Dataset entries
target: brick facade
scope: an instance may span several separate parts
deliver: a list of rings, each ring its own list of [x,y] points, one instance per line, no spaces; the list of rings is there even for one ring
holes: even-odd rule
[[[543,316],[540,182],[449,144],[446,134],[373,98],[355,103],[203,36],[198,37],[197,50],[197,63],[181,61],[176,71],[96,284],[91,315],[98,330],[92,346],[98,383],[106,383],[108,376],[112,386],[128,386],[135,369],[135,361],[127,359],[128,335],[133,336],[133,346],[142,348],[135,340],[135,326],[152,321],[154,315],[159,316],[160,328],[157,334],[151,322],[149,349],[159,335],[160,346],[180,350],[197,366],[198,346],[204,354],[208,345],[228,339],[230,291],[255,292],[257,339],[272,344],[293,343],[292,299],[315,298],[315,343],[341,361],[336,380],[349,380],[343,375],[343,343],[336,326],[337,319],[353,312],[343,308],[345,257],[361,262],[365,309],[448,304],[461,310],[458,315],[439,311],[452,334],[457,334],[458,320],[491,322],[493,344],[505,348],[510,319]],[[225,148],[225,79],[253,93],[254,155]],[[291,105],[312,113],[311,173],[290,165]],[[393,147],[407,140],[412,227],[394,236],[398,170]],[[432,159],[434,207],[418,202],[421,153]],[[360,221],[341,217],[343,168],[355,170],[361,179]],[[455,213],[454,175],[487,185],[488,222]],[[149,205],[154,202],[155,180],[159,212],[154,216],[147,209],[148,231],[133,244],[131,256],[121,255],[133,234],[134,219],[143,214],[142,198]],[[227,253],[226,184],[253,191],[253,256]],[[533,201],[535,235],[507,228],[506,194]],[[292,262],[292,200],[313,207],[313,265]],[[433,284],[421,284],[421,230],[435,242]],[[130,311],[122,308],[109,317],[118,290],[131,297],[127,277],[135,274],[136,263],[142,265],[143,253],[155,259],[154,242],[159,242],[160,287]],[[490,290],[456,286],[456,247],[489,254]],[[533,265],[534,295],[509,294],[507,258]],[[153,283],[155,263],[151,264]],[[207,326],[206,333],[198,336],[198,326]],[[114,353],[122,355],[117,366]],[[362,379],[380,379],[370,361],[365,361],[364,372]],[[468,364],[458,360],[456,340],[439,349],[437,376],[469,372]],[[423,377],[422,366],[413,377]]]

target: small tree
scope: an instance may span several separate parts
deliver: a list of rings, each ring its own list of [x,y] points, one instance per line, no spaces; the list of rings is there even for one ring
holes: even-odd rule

● ABOUT THIS TASK: Reproduce each line of the records in which the string "target" appears.

● OUTPUT FOR THIS EXERCISE:
target: brick facade
target: small tree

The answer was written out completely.